### Problem description
Only the lines from the line holding "Please put a point on the white metal" through the final line of the entries below are to be returned, exactly as they stand.

Position annotation records
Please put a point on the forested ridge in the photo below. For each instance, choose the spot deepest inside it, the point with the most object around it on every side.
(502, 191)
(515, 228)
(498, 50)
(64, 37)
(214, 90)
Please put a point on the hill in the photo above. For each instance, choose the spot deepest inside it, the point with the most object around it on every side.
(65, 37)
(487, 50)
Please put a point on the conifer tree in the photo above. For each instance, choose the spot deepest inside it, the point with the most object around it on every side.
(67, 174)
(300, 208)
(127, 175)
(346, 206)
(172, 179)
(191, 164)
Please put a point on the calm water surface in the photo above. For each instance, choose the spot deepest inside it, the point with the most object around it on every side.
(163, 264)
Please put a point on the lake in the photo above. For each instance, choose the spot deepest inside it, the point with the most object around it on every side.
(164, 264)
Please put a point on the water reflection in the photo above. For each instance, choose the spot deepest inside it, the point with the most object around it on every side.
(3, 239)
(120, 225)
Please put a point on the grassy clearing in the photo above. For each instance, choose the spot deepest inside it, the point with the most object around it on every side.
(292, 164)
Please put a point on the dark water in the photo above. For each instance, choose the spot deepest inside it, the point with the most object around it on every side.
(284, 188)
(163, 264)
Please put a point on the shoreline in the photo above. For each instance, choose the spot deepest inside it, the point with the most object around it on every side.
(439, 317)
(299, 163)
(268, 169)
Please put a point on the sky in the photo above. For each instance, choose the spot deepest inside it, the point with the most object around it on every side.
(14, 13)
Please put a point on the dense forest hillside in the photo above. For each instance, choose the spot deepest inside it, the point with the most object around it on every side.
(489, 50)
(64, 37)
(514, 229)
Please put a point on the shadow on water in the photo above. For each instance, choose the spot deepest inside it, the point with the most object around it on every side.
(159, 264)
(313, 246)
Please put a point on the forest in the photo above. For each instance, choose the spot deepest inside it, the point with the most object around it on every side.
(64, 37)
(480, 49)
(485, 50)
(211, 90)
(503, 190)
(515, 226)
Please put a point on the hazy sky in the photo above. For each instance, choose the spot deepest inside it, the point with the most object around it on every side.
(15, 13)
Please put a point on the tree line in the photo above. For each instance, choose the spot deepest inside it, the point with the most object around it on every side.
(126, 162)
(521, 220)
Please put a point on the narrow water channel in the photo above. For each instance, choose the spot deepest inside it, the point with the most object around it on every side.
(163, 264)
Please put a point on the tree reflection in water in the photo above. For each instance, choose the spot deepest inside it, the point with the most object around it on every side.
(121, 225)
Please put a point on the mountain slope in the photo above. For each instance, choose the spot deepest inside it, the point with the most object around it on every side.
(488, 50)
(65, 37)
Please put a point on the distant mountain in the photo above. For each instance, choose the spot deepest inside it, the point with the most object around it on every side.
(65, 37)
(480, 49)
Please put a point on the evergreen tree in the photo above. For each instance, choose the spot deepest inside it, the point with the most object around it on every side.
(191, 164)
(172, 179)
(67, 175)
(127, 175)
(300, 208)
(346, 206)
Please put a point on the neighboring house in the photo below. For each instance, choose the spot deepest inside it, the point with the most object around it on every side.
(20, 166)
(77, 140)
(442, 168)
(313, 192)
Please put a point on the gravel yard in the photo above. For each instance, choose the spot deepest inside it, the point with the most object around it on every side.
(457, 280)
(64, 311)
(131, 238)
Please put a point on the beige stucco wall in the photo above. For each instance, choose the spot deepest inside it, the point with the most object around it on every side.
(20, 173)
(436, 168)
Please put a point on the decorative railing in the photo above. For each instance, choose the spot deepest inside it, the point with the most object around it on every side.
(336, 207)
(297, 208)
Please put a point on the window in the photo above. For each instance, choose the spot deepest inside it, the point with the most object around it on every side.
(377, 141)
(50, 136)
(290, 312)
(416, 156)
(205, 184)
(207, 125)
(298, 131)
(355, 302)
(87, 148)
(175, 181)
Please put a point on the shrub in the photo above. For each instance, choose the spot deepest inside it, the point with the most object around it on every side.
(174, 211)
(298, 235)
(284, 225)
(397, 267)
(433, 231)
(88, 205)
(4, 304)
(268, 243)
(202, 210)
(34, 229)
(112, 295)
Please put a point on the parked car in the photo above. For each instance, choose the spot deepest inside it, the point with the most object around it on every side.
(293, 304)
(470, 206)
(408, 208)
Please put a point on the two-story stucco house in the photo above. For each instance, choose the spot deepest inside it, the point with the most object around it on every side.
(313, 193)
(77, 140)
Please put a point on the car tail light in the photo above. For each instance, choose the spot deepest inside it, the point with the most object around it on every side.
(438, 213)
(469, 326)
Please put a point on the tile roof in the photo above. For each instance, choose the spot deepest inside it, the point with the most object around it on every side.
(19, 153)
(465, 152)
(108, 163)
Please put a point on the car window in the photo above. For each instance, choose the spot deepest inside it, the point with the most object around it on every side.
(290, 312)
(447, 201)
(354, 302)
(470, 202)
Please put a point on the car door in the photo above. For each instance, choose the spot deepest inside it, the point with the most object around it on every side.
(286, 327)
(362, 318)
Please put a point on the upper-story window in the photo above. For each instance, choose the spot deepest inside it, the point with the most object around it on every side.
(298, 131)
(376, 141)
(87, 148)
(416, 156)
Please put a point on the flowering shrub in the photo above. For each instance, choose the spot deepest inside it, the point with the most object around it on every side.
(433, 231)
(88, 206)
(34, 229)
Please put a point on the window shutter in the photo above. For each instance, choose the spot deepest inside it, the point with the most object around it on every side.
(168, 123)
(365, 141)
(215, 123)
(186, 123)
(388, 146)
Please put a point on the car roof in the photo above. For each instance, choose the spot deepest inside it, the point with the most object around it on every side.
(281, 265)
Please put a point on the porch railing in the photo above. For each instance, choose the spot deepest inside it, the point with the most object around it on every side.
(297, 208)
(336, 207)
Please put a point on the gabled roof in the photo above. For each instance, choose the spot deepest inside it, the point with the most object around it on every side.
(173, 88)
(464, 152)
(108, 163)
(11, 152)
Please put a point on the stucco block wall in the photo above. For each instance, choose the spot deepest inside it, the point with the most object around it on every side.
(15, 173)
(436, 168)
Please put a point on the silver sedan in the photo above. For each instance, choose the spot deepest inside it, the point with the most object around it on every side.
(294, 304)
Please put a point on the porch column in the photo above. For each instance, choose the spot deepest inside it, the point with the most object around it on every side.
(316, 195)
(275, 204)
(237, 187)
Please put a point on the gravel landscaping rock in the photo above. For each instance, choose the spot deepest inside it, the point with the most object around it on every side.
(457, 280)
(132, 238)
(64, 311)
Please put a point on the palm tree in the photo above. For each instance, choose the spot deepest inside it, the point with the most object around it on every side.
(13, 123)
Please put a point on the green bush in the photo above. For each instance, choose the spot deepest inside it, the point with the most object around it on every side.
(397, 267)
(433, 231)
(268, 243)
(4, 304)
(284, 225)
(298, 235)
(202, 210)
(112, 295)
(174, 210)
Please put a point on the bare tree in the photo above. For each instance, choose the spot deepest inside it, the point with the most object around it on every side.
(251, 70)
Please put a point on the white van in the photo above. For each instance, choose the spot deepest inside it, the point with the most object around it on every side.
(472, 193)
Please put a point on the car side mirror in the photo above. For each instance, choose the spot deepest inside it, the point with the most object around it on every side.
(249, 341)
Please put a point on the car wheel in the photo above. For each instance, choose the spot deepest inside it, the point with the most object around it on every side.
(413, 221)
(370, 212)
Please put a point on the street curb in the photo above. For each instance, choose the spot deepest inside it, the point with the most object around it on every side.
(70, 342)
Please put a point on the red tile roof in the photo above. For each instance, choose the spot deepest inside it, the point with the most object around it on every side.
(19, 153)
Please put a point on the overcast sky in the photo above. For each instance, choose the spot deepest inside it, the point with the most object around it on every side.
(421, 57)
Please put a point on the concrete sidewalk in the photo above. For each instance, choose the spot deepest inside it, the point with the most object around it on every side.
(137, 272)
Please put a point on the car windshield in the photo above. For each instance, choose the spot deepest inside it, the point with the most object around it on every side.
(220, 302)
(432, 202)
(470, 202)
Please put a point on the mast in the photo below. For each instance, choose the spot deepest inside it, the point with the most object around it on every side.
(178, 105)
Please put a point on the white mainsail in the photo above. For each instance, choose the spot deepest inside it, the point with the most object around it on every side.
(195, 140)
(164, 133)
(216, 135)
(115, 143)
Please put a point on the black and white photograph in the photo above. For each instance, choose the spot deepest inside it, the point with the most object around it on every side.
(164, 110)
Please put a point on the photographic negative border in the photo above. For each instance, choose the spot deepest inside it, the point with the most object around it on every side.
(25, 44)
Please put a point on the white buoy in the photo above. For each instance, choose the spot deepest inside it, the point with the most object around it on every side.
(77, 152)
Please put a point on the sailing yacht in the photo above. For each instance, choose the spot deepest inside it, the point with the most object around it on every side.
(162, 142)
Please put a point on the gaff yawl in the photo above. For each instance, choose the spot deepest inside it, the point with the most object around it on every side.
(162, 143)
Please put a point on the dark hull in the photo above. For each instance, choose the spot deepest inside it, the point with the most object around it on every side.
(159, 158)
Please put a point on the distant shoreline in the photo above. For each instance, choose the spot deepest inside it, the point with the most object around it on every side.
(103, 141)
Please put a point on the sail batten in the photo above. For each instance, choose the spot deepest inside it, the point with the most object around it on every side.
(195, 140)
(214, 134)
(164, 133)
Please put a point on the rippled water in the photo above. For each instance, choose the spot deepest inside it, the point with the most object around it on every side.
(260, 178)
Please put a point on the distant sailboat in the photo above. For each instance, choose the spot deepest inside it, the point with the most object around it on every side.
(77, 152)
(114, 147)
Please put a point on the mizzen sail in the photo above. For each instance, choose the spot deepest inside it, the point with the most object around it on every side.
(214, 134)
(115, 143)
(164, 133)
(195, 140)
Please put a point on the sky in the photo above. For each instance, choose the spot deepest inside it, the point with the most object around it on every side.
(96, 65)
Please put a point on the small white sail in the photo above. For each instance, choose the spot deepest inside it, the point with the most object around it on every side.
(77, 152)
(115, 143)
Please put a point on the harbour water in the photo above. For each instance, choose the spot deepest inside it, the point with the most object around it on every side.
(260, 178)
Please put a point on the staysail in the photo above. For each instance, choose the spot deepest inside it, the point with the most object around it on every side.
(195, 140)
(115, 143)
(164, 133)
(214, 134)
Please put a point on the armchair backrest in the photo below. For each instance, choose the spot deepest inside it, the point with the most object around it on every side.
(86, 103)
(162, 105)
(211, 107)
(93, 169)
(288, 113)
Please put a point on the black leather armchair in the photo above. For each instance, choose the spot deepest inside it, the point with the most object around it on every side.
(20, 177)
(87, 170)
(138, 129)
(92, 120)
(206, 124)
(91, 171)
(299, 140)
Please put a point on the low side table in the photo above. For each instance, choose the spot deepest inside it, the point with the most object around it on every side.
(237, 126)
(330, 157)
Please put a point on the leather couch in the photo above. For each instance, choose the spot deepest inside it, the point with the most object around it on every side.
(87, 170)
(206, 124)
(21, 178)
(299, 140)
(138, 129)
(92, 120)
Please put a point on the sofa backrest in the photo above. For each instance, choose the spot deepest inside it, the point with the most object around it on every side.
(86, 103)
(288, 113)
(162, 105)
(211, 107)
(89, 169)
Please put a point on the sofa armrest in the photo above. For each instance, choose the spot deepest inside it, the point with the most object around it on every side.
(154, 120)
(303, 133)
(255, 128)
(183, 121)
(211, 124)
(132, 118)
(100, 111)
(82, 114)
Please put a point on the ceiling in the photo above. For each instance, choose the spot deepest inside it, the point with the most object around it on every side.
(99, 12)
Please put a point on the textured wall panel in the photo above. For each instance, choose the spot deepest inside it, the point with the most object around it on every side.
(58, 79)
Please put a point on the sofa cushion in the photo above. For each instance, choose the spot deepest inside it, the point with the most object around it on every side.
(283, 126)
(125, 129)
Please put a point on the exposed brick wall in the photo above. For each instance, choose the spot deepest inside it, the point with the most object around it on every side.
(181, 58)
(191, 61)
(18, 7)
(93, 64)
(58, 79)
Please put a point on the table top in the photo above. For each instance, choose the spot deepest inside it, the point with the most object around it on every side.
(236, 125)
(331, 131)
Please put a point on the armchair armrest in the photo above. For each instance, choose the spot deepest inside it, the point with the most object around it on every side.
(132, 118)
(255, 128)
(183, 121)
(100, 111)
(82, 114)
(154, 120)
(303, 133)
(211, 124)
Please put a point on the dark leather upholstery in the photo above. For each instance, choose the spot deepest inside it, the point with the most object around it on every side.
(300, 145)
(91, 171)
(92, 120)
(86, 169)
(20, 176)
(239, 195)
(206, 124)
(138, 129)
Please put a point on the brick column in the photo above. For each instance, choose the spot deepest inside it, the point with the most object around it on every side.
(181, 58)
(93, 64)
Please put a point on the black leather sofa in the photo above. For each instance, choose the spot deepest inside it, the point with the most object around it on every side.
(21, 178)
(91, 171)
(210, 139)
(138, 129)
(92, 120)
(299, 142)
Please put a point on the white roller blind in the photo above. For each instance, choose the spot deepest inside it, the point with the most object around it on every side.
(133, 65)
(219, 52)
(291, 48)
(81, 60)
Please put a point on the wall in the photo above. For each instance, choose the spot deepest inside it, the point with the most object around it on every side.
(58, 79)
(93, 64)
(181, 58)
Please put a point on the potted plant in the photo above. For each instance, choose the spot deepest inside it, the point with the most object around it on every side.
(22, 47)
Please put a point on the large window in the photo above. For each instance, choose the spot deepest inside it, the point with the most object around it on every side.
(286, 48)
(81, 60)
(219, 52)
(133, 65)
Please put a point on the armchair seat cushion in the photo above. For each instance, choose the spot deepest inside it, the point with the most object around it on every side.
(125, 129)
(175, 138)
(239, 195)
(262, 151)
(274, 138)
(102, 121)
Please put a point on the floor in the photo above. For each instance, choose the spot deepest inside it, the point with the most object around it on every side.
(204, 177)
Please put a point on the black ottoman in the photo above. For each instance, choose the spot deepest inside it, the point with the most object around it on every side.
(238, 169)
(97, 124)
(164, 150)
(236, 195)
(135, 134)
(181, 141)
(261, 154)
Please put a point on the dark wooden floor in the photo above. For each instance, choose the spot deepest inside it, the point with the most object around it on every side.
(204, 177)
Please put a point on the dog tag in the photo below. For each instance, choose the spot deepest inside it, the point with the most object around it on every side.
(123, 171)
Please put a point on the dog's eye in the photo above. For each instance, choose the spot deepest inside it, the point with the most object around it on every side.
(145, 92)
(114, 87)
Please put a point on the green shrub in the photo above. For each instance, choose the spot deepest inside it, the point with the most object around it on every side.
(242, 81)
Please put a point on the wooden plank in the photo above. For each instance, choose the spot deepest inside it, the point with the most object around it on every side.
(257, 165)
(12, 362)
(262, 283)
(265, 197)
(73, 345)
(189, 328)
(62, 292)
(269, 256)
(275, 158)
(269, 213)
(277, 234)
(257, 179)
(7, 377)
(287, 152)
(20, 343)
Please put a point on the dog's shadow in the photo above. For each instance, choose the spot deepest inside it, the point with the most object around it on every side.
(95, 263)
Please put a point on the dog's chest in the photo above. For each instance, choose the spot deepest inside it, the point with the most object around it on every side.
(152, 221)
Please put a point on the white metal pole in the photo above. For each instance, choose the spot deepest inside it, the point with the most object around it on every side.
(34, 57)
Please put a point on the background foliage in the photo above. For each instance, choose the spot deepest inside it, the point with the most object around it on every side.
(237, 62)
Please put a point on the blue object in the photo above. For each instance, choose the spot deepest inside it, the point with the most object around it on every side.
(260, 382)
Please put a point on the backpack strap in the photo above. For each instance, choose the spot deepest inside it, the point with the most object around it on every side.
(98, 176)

### Correct result
Please put a point on the white metal pole in the photo above. For each instance, choose the spot deepest inside it, the point with the most object around it on every side.
(34, 57)
Please put a point on the background foliage in the photo above. For each instance, choose the spot deepest inside it, the point with the most object around it on every side.
(237, 62)
Please put a point on the blue object in the photo above. For each instance, choose the spot deepest inside it, the point with the most object around it on every side.
(260, 382)
Please put a point on the backpack strap in the photo above. For each instance, choose the spot deepest inside it, the point with the most object around it on every side.
(98, 176)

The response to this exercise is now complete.